■ SUPPLIED TEXT ■
########

ID.Fruit1 ID.Fruit2 Distance
1 1959 1
1 7 2
1 2 2
1 5 30
1 14 50
2 1959 1
2 1 2
… … …
1000 1958 400
1000 Xxx Xxx
… … …
How can I do this (ideally with SQL/database management) or in ArcGis or similar? Any ideas?
Unfortunately, my table contains 15000 datasets, so the resulting table will have 75000 datasets if I choose n=5.
Any suggestions GREATLY appreciated.
EDIT:
Thank you very much for your comments and suggestions so far. Let me expand on it a little:
The first proposed method is sort of a brute-force scan of the whole table rendering huge filesizes or, likely, crashes, correct?
Now, the fruit is just a dummy, the real table contains a fix ID, nominal attributes ("fruit types" etc), X and Y spatial columns (in Gauss-Krueger) and some numeric attributes.

########

■ Stored items ■
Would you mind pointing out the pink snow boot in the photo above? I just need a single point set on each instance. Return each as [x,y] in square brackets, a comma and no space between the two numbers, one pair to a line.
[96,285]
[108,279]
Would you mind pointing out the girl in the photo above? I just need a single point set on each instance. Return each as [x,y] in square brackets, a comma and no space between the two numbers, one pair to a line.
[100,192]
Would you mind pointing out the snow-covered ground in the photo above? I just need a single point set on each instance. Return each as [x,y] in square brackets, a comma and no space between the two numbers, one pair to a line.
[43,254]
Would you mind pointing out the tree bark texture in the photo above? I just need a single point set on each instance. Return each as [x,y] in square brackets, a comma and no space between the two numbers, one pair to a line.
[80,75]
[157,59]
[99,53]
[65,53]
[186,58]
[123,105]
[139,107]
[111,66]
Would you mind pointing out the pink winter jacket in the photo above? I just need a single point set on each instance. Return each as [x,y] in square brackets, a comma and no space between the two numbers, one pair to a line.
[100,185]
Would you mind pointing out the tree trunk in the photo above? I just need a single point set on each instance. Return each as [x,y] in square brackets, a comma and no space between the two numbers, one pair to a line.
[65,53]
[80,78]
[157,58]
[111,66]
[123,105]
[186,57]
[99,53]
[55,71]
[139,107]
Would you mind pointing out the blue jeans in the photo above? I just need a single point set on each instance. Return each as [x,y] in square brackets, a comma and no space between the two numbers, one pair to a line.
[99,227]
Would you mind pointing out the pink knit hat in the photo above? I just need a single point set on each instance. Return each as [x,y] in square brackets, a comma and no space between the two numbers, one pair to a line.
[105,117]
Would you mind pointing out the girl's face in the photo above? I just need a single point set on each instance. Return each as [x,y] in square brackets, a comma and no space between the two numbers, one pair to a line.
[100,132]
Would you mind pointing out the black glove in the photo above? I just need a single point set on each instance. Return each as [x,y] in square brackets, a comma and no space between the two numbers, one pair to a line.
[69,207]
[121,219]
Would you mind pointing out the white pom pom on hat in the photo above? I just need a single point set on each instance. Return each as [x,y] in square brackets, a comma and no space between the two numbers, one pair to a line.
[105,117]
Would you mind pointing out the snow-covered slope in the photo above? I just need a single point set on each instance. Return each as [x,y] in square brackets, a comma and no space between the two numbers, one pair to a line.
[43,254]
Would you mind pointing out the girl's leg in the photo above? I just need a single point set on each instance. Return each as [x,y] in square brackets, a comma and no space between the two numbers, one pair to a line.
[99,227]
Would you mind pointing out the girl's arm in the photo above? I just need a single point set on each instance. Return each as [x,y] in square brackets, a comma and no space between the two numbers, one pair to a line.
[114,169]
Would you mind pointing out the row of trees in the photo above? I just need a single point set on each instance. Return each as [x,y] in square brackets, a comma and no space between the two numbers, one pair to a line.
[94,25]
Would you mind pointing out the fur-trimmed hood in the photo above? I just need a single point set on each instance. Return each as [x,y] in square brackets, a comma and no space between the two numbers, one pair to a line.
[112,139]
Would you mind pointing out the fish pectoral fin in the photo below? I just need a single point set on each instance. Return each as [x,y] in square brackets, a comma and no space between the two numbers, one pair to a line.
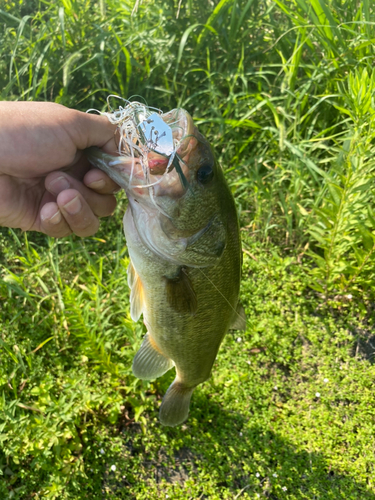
[136,298]
[174,408]
[149,363]
[239,319]
[180,294]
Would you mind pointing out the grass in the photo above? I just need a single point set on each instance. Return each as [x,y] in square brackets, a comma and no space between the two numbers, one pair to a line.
[285,93]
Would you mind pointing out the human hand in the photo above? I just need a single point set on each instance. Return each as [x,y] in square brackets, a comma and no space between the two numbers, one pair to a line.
[46,182]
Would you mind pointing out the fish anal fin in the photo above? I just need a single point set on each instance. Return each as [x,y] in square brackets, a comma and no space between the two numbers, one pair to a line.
[131,274]
[136,299]
[174,408]
[180,293]
[239,319]
[149,362]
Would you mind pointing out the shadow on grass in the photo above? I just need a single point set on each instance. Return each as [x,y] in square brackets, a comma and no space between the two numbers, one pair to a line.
[220,454]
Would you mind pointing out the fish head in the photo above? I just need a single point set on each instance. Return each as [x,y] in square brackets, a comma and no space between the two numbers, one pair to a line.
[179,201]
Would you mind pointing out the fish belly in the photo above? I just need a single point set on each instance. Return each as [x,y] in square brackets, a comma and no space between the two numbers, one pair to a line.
[189,342]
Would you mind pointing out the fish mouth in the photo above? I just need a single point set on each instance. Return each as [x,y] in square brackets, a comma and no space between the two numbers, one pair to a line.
[157,162]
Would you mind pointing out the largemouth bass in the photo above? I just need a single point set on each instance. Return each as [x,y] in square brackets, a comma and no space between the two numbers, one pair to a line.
[182,233]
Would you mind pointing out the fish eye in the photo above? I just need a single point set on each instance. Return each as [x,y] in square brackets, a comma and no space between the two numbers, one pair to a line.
[205,173]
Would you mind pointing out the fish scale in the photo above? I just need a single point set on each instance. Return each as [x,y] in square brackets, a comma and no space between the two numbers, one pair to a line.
[185,251]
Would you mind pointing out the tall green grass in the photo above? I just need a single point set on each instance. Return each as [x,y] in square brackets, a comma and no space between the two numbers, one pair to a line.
[284,90]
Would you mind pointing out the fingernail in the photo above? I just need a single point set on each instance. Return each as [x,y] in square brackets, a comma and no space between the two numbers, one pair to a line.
[74,206]
[58,185]
[97,184]
[55,219]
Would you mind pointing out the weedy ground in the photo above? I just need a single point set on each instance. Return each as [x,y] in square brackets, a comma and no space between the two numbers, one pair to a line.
[284,91]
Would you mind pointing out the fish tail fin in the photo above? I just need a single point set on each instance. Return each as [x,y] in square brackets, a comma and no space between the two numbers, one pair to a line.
[175,405]
[149,363]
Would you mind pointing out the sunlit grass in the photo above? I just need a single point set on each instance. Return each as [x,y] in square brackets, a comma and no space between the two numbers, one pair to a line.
[285,93]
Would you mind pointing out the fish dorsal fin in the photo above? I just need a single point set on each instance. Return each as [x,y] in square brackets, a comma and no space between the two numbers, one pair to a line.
[180,293]
[239,319]
[149,362]
[136,293]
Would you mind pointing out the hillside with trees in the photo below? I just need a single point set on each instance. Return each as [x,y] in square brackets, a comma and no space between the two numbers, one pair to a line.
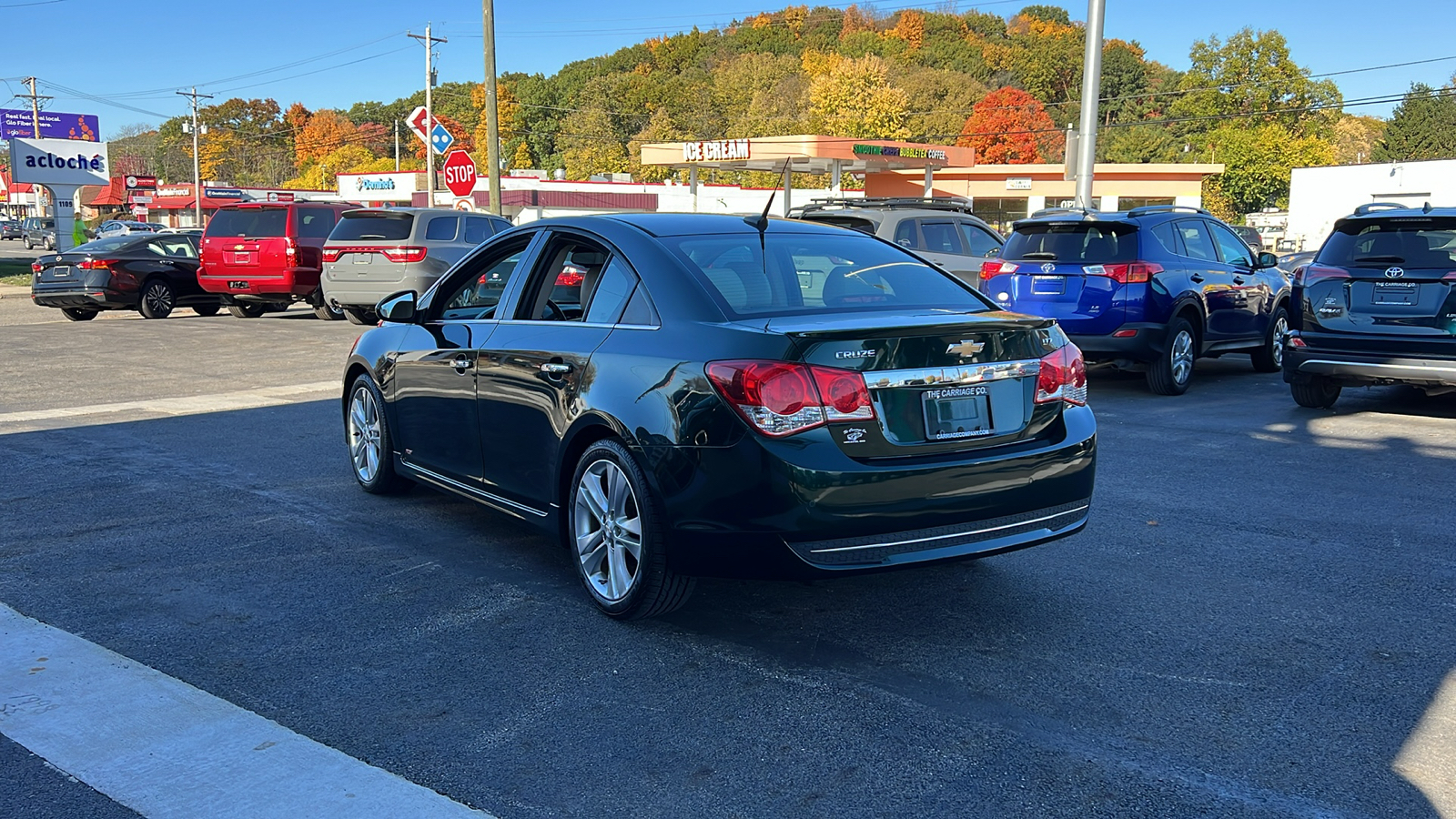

########

■ WHAT IS ASKED ■
(a) Output the part of the forum post starting at "ID.Fruit1 ID.Fruit2 Distance" and ending at "I choose n=5.".
(b) In the forum post, what coordinate system are the X and Y spatial columns in?
(c) Carry the forum post about the fruit distance table further, picking up after its last sentence.
You won't need the stored lines for anything here.

■ SET OF ANSWERS ■
(a)
ID.Fruit1 ID.Fruit2 Distance
1 1959 1
1 7 2
1 2 2
1 5 30
1 14 50
2 1959 1
2 1 2
… … …
1000 1958 400
1000 Xxx Xxx
… … …
How can I do this (ideally with SQL/database management) or in ArcGis or similar? Any ideas?
Unfortunately, my table contains 15000 datasets, so the resulting table will have 75000 datasets if I choose n=5.

(b) Gauss-Krueger.

(c)
Now, I guess there is a way to code a "bounding box" into this, so the distances calculation is done for my point in question (let's say 1) and every other point within a square with a certain edge length. I can imagine (remotely) coding or querying for that, but how do I get the script to do that for EVERY point in my ID column. The way I understand it, this should either create a "subtable" for each record/point in my "Table.Fruit" containing all points within the square around the record/point with a distance field added - or, one big new table ("Table.5nearest"). I hope this makes some kind of sense. Any ideas? THanks again
To get all the distances between all fruit is fairly straightforward. In Access SQL (although you may need to add parentheses everywhere to get it to work :P):
select fruit1.id,
fruit2.id,
sqr(((fruit2.xcoordinate - fruit1.xcoordinate)^2) + ((fruit2.ycoordinate - fruit1.ycoordinate)^2)) as distance
from fruit as fruit1
join fruit as fruit2
on fruit2.id <> fruit1.id
order by distance;
I don't know if Access has the necessary sophistication to limit this to the "top n" records for each fruit; so this query, on your recordset, will return 225 million records (or, more likely, crash while trying)!
Thank you for your comments so far; in the meantime, I have gone for a pre-fabricated solution, an add-in for ArcGis called Hawth's Tools. This really works like a breeze to find the n closest neighbors to any point feature with an x and y value. So I hope it can help someone with similar problems and questions.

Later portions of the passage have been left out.